## EXERCISE AIM
Below are the records. Restate word for word every line from the one that contains "[locate] the stone floor" through the final line, both included.

## Object position labeling entries
__________

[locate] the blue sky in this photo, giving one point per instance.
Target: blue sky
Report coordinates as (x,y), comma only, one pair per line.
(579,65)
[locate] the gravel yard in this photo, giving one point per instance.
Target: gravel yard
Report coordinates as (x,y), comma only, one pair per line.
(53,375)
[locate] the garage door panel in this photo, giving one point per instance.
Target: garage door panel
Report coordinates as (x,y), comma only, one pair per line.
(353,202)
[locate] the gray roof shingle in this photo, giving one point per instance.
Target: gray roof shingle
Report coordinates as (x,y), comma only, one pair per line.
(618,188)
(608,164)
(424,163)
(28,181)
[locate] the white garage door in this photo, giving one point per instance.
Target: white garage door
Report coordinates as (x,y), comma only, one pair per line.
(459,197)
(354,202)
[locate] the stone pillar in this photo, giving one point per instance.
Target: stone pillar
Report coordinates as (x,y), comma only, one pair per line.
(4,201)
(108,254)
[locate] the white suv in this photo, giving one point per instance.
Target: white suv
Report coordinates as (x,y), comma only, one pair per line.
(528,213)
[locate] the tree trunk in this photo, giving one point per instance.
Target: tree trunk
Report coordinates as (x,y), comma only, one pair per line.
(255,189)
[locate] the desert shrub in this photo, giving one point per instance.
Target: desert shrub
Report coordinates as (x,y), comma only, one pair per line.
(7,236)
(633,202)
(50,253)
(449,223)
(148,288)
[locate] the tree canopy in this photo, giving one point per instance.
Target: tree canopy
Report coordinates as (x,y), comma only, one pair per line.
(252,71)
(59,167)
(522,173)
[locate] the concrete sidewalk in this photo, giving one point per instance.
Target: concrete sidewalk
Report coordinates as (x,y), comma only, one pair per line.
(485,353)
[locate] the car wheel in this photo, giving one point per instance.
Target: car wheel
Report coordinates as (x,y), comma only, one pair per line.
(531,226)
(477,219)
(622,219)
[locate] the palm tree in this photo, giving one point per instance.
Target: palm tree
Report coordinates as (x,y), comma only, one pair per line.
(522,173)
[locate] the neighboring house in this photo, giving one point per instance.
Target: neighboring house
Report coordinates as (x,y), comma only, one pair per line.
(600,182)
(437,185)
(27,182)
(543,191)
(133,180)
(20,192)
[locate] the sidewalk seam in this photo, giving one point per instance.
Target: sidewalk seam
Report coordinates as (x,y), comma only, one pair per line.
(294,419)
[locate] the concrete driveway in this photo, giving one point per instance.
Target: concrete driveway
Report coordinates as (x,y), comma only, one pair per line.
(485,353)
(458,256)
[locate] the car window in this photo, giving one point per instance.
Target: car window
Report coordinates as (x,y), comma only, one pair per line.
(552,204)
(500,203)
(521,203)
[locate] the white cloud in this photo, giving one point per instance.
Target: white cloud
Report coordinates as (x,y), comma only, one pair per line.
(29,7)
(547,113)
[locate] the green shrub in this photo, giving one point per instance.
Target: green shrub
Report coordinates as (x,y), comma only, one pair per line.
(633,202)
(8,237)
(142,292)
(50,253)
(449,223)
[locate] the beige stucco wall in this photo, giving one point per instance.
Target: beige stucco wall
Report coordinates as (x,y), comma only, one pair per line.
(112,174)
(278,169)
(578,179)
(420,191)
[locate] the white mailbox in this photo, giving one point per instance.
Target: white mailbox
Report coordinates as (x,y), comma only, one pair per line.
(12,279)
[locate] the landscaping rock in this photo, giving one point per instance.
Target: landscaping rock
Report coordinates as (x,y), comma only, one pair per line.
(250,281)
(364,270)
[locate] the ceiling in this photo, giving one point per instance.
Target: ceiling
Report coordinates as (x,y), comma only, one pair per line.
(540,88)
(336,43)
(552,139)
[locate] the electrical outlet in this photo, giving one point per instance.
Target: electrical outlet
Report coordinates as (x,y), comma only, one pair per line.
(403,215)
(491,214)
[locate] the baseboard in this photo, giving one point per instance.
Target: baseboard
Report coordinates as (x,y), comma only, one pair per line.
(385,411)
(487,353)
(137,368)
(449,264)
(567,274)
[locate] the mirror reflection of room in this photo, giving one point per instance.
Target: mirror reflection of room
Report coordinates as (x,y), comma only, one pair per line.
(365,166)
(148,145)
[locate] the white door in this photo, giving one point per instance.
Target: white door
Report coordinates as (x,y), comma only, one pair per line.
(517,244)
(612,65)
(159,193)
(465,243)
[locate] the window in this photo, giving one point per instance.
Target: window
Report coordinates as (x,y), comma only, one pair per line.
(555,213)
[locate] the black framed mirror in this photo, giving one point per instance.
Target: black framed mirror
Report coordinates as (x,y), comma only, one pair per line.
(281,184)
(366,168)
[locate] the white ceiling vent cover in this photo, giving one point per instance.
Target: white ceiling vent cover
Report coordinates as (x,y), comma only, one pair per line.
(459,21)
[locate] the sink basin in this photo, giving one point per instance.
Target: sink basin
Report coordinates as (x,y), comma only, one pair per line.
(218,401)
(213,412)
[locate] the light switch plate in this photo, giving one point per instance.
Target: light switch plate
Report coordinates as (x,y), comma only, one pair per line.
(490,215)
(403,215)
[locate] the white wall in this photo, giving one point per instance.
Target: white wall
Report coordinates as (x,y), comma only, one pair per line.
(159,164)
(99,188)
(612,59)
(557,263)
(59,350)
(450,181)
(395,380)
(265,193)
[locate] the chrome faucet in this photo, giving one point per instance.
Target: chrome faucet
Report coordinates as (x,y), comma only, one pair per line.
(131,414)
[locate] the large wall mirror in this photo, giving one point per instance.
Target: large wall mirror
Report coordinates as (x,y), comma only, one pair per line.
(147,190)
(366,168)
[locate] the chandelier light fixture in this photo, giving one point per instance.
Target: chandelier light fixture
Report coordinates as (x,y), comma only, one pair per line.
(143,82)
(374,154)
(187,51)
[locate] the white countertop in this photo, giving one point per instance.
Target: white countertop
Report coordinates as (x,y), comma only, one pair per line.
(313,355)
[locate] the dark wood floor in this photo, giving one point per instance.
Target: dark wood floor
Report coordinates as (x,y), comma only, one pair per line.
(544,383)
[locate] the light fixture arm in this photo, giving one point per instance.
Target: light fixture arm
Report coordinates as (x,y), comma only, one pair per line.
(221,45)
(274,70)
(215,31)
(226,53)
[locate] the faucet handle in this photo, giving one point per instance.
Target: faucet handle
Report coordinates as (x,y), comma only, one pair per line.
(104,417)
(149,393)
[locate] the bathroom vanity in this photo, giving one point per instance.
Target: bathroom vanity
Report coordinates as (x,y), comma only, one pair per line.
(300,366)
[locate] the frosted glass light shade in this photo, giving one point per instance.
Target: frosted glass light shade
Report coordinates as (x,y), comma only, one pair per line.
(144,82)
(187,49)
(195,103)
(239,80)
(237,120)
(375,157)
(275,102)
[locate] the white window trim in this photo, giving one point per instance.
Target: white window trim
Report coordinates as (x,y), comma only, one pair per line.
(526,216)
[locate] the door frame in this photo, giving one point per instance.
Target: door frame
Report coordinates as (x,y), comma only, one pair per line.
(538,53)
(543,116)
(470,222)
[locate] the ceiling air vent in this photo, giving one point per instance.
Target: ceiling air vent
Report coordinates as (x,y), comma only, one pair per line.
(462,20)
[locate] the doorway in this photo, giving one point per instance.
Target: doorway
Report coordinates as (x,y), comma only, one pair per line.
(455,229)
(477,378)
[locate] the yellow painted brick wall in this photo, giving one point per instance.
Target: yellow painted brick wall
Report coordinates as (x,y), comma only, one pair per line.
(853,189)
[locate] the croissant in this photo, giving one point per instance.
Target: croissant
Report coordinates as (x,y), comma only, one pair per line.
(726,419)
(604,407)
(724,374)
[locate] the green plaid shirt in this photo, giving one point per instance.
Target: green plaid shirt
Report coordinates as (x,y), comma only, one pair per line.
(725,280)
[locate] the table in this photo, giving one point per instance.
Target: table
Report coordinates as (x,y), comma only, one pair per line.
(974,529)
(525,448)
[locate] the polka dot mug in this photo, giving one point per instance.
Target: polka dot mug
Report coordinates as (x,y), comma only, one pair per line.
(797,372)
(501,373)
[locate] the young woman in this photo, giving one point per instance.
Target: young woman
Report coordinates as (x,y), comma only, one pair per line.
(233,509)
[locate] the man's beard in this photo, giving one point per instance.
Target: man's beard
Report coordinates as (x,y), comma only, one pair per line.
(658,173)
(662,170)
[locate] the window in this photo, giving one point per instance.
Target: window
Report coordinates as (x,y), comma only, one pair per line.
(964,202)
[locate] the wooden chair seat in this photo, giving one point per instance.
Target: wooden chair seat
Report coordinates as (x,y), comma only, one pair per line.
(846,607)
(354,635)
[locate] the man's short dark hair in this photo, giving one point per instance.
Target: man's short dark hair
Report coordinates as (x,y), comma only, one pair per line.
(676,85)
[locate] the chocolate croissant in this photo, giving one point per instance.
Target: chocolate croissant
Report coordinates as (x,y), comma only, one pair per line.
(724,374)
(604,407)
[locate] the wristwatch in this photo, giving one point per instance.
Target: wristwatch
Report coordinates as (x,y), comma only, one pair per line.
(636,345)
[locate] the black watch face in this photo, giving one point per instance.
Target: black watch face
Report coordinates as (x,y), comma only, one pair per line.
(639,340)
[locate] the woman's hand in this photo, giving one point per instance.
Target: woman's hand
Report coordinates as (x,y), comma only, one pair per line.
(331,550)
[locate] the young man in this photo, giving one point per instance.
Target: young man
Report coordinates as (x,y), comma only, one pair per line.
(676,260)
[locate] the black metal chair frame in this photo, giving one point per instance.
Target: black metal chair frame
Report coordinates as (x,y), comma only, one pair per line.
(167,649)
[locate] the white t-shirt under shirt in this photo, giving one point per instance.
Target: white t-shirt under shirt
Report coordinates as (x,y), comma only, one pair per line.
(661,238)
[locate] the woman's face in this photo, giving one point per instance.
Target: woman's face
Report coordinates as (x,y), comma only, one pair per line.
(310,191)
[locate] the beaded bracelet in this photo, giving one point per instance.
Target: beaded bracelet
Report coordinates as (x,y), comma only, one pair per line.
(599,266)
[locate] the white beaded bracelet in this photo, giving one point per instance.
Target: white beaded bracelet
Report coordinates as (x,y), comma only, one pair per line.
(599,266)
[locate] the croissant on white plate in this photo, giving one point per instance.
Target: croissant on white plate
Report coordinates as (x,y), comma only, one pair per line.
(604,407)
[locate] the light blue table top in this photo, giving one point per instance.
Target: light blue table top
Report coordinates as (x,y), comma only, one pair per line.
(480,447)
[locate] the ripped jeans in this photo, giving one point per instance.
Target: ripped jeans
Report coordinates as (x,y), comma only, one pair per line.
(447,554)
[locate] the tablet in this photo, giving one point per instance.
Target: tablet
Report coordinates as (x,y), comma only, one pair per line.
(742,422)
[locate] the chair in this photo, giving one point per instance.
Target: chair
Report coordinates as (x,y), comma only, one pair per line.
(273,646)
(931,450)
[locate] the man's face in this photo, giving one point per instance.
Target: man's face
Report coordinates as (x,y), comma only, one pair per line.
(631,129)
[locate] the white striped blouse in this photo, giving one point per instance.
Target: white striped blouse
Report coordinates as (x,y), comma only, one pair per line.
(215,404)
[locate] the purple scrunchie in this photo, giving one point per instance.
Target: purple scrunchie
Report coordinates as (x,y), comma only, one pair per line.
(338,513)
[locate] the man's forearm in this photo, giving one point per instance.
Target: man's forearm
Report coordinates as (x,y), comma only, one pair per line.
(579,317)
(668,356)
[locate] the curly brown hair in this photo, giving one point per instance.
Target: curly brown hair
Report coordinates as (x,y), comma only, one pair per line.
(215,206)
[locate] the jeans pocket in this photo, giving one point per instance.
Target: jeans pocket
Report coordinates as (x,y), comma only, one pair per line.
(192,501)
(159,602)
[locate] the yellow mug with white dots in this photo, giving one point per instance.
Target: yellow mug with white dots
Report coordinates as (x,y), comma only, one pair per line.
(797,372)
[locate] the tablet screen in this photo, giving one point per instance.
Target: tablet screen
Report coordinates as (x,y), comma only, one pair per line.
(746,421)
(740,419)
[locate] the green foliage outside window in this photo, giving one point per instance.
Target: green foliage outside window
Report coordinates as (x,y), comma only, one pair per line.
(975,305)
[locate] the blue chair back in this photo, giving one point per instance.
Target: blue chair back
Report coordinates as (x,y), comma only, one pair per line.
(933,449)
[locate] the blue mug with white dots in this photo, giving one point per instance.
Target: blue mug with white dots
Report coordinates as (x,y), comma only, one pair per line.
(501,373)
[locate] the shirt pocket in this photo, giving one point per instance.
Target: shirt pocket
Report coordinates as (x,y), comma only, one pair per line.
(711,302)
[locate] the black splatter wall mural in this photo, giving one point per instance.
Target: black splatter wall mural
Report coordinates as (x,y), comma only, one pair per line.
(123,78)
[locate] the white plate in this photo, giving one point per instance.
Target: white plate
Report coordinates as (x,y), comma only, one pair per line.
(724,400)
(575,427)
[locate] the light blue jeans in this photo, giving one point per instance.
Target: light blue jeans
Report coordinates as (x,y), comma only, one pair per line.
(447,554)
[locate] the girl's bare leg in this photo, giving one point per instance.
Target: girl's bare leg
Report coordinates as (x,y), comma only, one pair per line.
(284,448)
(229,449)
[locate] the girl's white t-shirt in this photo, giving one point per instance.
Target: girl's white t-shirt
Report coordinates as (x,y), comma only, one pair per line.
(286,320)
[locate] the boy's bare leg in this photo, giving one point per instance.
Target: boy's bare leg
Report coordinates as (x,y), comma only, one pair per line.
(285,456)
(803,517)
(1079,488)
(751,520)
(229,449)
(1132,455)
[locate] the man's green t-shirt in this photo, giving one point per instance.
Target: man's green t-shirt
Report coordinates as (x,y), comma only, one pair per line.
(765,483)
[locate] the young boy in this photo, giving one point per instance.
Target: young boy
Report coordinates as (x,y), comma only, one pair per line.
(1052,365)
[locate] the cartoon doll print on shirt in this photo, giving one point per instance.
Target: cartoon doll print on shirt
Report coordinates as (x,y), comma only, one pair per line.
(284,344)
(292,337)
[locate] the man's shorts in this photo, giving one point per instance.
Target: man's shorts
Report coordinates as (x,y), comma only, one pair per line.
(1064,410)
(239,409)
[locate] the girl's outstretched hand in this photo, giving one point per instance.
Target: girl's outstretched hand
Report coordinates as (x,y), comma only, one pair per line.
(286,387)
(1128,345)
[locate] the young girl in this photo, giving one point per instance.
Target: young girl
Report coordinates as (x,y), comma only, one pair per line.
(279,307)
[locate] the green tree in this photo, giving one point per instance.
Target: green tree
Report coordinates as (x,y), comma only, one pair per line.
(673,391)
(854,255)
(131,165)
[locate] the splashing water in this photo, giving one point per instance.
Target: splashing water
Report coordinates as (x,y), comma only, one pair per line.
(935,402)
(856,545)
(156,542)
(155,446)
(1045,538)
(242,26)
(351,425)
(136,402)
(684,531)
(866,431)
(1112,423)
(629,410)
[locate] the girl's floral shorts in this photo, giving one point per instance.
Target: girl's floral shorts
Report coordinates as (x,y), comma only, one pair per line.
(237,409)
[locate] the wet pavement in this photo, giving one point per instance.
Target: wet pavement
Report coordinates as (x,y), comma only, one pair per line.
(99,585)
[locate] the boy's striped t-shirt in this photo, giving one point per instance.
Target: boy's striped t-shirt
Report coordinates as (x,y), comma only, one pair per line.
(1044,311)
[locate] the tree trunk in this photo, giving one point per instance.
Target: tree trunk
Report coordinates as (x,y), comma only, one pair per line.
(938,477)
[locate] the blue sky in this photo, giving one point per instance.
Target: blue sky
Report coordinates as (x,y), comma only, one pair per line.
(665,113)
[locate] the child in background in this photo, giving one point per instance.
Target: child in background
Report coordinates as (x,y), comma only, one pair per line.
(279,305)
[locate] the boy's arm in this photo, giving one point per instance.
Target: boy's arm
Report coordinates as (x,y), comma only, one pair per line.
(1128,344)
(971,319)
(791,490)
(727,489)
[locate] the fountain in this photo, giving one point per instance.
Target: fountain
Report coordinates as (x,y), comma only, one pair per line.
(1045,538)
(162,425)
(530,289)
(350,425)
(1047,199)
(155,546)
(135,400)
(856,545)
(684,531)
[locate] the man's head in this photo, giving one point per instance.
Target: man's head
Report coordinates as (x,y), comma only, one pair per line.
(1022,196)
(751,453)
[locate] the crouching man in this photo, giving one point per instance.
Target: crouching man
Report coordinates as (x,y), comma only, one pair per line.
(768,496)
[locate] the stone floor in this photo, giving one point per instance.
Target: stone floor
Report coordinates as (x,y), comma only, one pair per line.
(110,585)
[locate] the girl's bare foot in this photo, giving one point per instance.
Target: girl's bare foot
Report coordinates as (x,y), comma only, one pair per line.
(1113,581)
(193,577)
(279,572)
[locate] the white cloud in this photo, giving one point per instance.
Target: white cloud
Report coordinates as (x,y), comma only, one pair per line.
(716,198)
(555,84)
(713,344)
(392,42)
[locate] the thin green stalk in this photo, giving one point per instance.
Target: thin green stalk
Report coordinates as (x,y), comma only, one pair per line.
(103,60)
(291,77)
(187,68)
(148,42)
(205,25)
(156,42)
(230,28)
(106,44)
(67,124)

__________

## RESPONSE FOR THIS EXERCISE
[locate] the stone floor in this photo, giving one point per instance.
Target: stone floor
Report coordinates as (x,y), comma only, one pair per line.
(110,585)
[locate] the girl's bare foot in this photo, giving one point per instance.
Target: girl's bare foot
Report coordinates as (x,y), comma only, one pair per line.
(1113,581)
(193,577)
(279,572)
[locate] the white cloud in this photo, giving one point per instance.
Target: white cloud
Report coordinates as (x,y), comma only, one pair per line.
(716,198)
(555,84)
(713,344)
(392,42)
[locate] the thin green stalk in this photo, giving one point per instance.
Target: thin green stalk
Report coordinates as (x,y), comma only, one pair per line.
(103,60)
(291,77)
(187,68)
(148,42)
(205,25)
(156,42)
(230,28)
(106,44)
(67,124)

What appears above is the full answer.